EXTRACTED RECORDS ::
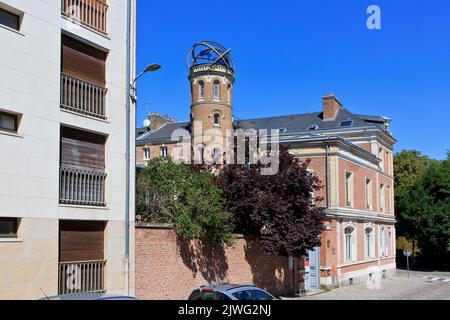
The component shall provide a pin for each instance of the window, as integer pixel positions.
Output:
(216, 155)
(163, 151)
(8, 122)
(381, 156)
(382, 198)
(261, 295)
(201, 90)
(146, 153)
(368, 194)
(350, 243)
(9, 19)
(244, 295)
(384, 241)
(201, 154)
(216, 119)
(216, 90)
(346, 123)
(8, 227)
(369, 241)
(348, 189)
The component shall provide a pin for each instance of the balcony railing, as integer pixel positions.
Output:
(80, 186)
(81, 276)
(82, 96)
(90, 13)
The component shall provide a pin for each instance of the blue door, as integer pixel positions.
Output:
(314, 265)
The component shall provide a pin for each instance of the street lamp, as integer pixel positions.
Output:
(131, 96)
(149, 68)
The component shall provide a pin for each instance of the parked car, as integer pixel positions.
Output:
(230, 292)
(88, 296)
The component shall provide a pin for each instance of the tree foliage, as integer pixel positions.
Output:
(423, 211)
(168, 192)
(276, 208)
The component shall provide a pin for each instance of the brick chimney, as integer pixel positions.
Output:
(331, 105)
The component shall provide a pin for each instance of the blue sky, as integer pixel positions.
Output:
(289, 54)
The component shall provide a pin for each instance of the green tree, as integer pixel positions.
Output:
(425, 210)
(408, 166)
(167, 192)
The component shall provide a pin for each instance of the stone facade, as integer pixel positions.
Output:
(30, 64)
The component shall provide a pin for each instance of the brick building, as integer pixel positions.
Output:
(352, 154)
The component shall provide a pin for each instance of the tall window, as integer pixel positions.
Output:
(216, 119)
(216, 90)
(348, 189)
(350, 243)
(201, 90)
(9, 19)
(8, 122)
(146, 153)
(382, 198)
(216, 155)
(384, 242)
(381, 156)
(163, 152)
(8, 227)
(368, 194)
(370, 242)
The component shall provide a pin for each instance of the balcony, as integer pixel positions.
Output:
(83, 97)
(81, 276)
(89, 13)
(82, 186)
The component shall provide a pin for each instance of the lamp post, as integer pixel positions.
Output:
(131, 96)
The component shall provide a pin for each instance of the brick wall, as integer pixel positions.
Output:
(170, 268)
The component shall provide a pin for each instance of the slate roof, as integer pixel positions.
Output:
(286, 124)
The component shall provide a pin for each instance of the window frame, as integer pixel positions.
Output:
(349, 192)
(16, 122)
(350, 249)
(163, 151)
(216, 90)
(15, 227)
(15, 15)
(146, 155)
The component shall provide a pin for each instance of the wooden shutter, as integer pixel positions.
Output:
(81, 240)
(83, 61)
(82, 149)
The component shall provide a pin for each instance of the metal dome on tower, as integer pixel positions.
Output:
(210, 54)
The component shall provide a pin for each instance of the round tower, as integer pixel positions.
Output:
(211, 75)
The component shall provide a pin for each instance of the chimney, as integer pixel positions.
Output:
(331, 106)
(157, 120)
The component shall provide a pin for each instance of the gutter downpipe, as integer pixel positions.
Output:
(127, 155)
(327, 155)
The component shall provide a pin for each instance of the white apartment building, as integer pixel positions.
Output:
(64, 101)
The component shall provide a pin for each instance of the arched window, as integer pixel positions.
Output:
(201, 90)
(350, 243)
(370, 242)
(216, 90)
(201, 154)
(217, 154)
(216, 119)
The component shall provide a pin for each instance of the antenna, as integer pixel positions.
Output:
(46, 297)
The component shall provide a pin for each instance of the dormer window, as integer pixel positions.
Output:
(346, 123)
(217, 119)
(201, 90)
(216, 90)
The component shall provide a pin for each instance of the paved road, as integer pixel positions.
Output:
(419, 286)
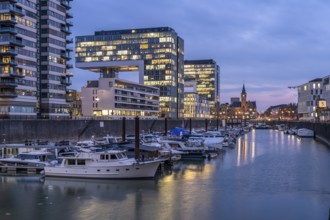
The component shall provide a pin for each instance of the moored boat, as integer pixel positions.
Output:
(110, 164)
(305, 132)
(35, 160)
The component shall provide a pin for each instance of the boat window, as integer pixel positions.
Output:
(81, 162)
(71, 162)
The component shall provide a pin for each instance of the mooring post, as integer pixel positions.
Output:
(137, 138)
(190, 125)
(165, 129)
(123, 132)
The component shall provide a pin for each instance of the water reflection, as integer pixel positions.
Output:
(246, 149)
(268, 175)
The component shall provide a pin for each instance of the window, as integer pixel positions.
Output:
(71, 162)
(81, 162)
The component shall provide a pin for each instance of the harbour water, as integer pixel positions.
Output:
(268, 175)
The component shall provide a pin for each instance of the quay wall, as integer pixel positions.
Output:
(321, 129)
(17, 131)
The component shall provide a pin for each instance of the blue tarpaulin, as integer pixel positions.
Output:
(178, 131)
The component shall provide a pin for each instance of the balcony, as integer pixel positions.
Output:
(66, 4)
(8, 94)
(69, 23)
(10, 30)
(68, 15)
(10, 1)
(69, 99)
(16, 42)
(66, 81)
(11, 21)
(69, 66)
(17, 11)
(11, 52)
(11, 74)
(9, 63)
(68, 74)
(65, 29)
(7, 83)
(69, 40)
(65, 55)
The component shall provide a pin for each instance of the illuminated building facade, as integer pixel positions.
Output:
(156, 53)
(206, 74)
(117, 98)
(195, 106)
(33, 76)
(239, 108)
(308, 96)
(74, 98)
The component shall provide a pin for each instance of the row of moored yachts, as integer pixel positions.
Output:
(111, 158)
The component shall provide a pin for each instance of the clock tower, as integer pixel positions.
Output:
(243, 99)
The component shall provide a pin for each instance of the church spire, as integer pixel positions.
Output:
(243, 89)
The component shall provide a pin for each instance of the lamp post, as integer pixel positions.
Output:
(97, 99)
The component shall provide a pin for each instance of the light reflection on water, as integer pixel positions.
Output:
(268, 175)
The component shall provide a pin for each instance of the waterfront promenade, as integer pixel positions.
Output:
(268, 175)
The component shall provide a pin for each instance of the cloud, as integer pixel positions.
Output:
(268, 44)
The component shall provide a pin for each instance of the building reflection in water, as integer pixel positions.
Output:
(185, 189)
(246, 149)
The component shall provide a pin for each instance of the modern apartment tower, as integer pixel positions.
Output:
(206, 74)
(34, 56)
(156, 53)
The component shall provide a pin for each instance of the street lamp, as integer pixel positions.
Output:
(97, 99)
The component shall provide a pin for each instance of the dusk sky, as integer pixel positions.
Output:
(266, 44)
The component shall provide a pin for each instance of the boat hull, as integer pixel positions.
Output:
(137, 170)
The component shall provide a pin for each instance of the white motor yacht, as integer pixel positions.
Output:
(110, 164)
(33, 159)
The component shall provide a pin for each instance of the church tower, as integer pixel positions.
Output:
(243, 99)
==
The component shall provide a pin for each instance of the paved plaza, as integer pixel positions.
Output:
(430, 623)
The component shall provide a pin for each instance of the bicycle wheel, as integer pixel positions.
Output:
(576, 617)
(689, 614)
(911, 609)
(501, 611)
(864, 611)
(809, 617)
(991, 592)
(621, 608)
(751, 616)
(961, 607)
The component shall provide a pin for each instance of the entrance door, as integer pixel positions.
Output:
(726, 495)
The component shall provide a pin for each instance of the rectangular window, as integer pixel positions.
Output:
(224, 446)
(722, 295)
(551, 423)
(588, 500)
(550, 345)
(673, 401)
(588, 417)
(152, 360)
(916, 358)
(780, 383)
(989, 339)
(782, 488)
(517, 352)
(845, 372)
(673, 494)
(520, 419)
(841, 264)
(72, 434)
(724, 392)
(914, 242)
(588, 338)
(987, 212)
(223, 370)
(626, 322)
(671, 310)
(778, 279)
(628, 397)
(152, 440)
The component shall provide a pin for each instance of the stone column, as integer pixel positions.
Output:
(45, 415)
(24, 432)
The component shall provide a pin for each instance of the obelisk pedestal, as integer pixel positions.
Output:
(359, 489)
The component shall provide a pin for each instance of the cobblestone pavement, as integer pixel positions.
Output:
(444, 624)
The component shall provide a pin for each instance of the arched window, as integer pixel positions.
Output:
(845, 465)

TASK INSTRUCTIONS ::
Wherever the word "wall" occurs in the data, copy that whole line.

RESPONSE TO THIS EXERCISE ::
The component shall provide a pin for each instance of the brick wall, as integer pixel positions.
The component shall provide a pin for each instance of the quay wall, as integer pixel positions.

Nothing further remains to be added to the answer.